---- Information given

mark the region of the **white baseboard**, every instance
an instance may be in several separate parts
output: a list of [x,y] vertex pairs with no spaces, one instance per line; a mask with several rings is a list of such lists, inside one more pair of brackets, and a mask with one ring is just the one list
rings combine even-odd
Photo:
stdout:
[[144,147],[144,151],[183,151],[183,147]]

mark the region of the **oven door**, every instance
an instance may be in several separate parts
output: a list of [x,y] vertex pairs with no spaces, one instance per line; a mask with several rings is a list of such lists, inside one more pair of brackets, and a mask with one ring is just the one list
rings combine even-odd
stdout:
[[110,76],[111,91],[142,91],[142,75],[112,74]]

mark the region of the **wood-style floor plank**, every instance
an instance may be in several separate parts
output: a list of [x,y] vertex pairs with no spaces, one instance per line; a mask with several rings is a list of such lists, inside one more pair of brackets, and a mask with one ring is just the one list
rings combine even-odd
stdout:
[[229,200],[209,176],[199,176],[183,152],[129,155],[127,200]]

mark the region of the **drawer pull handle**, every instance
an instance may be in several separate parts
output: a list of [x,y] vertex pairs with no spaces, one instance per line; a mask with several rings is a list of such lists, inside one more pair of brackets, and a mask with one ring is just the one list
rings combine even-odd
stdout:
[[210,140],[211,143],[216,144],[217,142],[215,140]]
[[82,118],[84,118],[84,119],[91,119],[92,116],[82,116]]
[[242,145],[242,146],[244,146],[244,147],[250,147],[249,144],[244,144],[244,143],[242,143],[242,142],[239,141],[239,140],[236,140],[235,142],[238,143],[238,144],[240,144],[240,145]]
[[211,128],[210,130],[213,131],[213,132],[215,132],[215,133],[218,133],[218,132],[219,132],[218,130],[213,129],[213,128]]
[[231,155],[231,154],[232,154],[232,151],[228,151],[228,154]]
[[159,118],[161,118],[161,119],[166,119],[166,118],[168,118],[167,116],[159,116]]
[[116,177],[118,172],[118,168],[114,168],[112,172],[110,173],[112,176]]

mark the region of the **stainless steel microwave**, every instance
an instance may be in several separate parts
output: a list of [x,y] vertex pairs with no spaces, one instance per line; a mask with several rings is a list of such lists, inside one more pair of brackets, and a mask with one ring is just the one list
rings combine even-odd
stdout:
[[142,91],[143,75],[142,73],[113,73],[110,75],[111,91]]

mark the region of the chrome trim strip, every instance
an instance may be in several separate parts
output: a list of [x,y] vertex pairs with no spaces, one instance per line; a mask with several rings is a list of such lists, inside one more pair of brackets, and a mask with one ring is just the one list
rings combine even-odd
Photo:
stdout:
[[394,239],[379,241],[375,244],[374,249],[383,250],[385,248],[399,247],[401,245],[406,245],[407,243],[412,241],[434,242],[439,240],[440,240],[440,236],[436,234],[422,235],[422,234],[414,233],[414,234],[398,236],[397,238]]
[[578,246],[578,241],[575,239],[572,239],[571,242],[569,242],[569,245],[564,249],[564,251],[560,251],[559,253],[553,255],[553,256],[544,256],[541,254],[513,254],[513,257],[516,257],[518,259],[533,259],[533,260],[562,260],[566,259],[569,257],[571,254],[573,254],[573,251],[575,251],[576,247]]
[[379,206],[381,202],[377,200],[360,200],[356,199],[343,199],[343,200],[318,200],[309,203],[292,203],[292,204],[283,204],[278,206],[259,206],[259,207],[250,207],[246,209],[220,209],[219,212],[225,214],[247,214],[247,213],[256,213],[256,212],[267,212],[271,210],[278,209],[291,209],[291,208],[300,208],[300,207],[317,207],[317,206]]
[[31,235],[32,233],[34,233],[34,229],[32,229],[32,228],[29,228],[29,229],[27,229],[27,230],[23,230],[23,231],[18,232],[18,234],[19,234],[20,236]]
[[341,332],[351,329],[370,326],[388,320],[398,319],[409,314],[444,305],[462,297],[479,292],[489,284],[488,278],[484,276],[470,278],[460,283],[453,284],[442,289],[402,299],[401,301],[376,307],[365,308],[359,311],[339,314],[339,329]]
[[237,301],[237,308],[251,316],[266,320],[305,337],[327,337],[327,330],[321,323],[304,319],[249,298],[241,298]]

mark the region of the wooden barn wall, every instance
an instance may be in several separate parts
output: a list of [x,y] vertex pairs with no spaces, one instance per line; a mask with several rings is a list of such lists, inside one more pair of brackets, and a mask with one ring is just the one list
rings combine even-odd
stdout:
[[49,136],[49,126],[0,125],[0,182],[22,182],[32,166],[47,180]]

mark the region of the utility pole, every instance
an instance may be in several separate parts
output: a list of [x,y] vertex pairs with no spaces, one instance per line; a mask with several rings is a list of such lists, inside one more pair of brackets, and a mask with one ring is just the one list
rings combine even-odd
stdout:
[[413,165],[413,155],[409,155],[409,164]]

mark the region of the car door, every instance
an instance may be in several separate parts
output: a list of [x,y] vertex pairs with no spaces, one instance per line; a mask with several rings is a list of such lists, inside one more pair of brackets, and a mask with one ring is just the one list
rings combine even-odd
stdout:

--------

_Requirement_. The task calls for every line of the material to be reproduced precisely.

_Result of the exercise_.
mark the region of the **white baseboard**, every instance
an instance may be in several separate parts
output: a list of [x,y] vertex pairs with no spaces, one instance per line; a mask with several rings is a list of such lists, inside one more pair of brackets, and a mask with one ring is just the one list
rings combine even-odd
Photo:
stdout:
[[144,147],[144,151],[183,151],[183,147]]

mark the region of the **oven door**, every instance
an instance may be in several separate parts
output: a list of [x,y] vertex pairs with no spaces, one instance per line; a mask with several rings is a list of such lists, inside one more pair of brackets, and a mask with one ring is just the one list
rings combine even-odd
stdout:
[[110,76],[111,91],[142,91],[142,75],[112,74]]

mark the region of the **wood-style floor plank**, every instance
an instance may be in several separate parts
output: a list of [x,y] vertex pairs with no spaces, one instance per line; a mask with several rings is a list of such lists, inside one more pair of brackets, and a mask with one ring is just the one list
rings combine even-odd
stdout:
[[229,200],[209,176],[199,176],[183,152],[129,155],[127,200]]

mark the region of the **drawer pull handle**, every instance
an instance may be in several separate parts
output: a list of [x,y] vertex pairs with no spaces, one instance per line; a mask with several rings is a list of such lists, inside one more pair of brackets, and a mask with one ring is just the one list
rings combine even-odd
stdout:
[[210,140],[211,143],[216,144],[217,142],[215,140]]
[[82,118],[84,118],[84,119],[91,119],[92,116],[82,116]]
[[242,145],[242,146],[244,146],[244,147],[250,147],[249,144],[244,144],[244,143],[242,143],[242,142],[239,141],[239,140],[236,140],[235,142],[238,143],[238,144],[240,144],[240,145]]
[[211,128],[210,130],[213,131],[213,132],[215,132],[215,133],[218,133],[218,132],[219,132],[218,130],[213,129],[213,128]]
[[231,155],[231,154],[232,154],[232,151],[228,151],[228,154]]
[[159,118],[161,118],[161,119],[166,119],[166,118],[168,118],[167,116],[159,116]]
[[116,177],[118,172],[118,168],[114,168],[112,172],[110,173],[112,176]]

mark the region of the **stainless steel microwave**, every instance
an instance may be in several separate parts
output: a list of [x,y] vertex pairs with no spaces, one instance per line; a mask with several rings is a list of such lists, inside one more pair of brackets, and a mask with one ring is just the one list
rings combine even-odd
stdout:
[[142,91],[143,75],[142,73],[113,73],[110,75],[111,91]]

mark the region of the chrome trim strip, every instance
an instance may be in several separate parts
output: a list of [x,y] vertex pairs with no spaces, one instance per line; a mask with several rings is a list of such lists, inside one more pair of brackets, and a mask with one ring is just the one list
rings combine even-odd
Photo:
stdout:
[[394,239],[379,241],[375,244],[374,249],[383,250],[385,248],[399,247],[401,245],[406,245],[407,243],[412,241],[434,242],[439,240],[440,240],[440,236],[436,234],[422,235],[422,234],[414,233],[414,234],[398,236],[397,238]]
[[578,246],[578,241],[575,239],[572,239],[571,242],[569,242],[569,245],[564,249],[564,251],[560,251],[559,253],[553,255],[553,256],[544,256],[541,254],[513,254],[513,257],[516,257],[518,259],[533,259],[533,260],[562,260],[566,259],[569,257],[571,254],[573,254],[573,251],[575,251],[576,247]]
[[379,206],[381,202],[377,200],[360,200],[356,199],[343,199],[343,200],[318,200],[309,203],[292,203],[292,204],[283,204],[278,206],[259,206],[259,207],[250,207],[246,209],[220,209],[219,212],[225,214],[247,214],[247,213],[256,213],[256,212],[267,212],[271,210],[278,209],[291,209],[291,208],[300,208],[300,207],[317,207],[317,206]]
[[31,235],[32,233],[34,233],[34,229],[32,229],[32,228],[29,228],[29,229],[27,229],[27,230],[23,230],[23,231],[18,232],[18,234],[19,234],[20,236]]
[[341,332],[351,329],[370,326],[388,320],[398,319],[409,314],[444,305],[462,297],[479,292],[489,284],[488,278],[484,276],[470,278],[460,283],[453,284],[442,289],[402,299],[401,301],[376,307],[365,308],[359,311],[339,314],[339,329]]
[[237,301],[237,308],[251,316],[266,320],[305,337],[327,337],[327,330],[321,323],[304,319],[249,298],[241,298]]

mark the region of the wooden barn wall, every instance
an instance may be in several separate parts
output: a list of [x,y] vertex pairs with no spaces, one instance per line; a mask with several rings is a list of such lists, inside one more pair of brackets, and a mask with one ring is just the one list
rings combine even-odd
stdout:
[[49,136],[49,126],[0,125],[0,182],[22,182],[32,166],[47,180]]

mark the region of the utility pole, every instance
an instance may be in several separate parts
output: a list of [x,y] vertex pairs with no spaces, one instance per line; a mask with several rings is a list of such lists, inside one more pair of brackets, and a mask with one ring is just the one list
rings combine even-odd
stdout:
[[413,165],[413,155],[409,155],[409,164]]

mark the region of the car door, every instance
an instance may be in several separate parts
output: a list of [x,y] vertex pairs with no spaces, one instance per line; a mask with several rings is a list of such lists, inside one more pair of brackets, and a mask with one ring is just the one list
rings combine even-odd
stdout:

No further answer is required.